> EXTRAIT CHOISI
= = = = = = =

Mais Rumsfeld tient à son idée d’une défense multilatérale de défense du
marché contre les méchants. Dans son voyage d’affaires d’avril 2005 en
Amérique du Sud, Rumsfeld fit la leçon au président Paraguayen Nicanor
Duarte sur l’axe Cuba-Venezuela et le besoin de multilatéralisme.

Duarte expliqua à Rumsfeld que les relations entre le Paraguay et Cuba
et le Venezuela étaient normales, et loua le Venezuela pour avoir aidé
économiquement son pays à travers son aide pétrolière. Plus tard, Duarte
déclara à un journal local que le Paraguay avait reçu peu d’aide des
Etats-Unis et appela les Etats-Unis à ouvrir leur marché aux produits
Paraguayens. (Agence France-Presse, 17 août 2005).

Le ministre de la Défense du Paraguay, Roberto Gonzalez, publia une
déclaration qui semblait signifier une fin de non recevoir à l’ALCA de
la part du Paraguay. "Nous sommes d’accord, pouvait-on lire dans la
déclaration, "sur la nécessité de construire l’unité d’une Amérique du
sud qui aurait plus de poids politique dans les décisions globales,
particulièrement en matière d’économie, de finances, de distribution de
l’information et du savoir" (agence espagnole EFE, 20 août 2005)

Pas découragé, Rumsfeld se rendit au Pérou où le gouvernement du
Président Alejandro Toledo, assiégé par des accusations de corruption
massive et avec un taux de popularité à peine mesurable, se trouvait
dans un état de décomposition avancée. Mais ce n’était pas l’effet de la
politique du gouvernement sur les Péruviens qui préoccupait Rumsfeld
sinon qu’une possible "malgouvernance" ouvrirait la porte aux
"comportements antisociaux et déstabilisateurs," le genre de
déstabilisation dont Chavez pourrait bénéficier et pour laquelle
Rumsfeld a une solution militaire toute prête.

= = = = = = =

> LIGNES FOURNIES
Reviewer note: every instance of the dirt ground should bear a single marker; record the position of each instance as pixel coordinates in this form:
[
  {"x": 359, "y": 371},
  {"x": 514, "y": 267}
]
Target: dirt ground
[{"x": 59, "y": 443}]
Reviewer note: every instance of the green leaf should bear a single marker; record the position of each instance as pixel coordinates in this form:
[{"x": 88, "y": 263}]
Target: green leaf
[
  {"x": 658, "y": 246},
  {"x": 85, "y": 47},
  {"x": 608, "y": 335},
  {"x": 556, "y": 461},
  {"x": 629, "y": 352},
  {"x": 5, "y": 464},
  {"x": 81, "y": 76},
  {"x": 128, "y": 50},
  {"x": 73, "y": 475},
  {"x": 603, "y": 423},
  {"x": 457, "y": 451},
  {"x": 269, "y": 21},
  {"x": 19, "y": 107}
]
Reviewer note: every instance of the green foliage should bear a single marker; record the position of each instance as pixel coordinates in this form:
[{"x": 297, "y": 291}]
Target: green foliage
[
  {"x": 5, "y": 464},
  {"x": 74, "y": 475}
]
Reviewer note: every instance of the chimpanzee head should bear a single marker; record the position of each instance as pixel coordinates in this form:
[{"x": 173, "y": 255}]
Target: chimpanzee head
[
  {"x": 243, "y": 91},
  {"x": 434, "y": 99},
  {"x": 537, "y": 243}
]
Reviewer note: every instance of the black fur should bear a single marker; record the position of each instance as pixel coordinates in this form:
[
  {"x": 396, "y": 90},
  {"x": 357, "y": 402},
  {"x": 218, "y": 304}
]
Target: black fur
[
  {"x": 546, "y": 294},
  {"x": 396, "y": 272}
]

= = = = = = =

> EXERCICES À RÉSOUDRE
a. Pour chacune des affirmations suivantes, indiquez par oui ou par non si elle concorde avec l'extrait, puis citez mot pour mot les termes de l'extrait qui tranchent : (i) Duarte a loué le Venezuela pour son aide pétrolière au Paraguay ; (ii) le voyage de Rumsfeld en Amérique du Sud a eu lieu en août 2005 ; (iii) Roberto Gonzalez était ministre des Affaires étrangères du Paraguay.
b. Recopiez à l'identique les lignes fournies, en partant de celle qui contient "Reviewer note: every instance of the black" et en allant jusqu'à la dernière des lignes fournies.
Les lignes fournies n'ont aucun lien avec l'extrait.

> RÉPONSES PAR EXERCICE
a.
(i) Oui : « loua le Venezuela pour avoir aidé économiquement son pays à travers son aide pétrolière ».
(ii) Non : « Dans son voyage d’affaires d’avril 2005 en Amérique du Sud ».
(iii) Non : « Le ministre de la Défense du Paraguay, Roberto Gonzalez ».

b.
Reviewer note: every instance of the black fur should bear a single marker; record the position of each instance as pixel coordinates in this form:
[
  {"x": 396, "y": 90},
  {"x": 357, "y": 402},
  {"x": 218, "y": 304}
]
Target: black fur
[
  {"x": 546, "y": 294},
  {"x": 396, "y": 272}
]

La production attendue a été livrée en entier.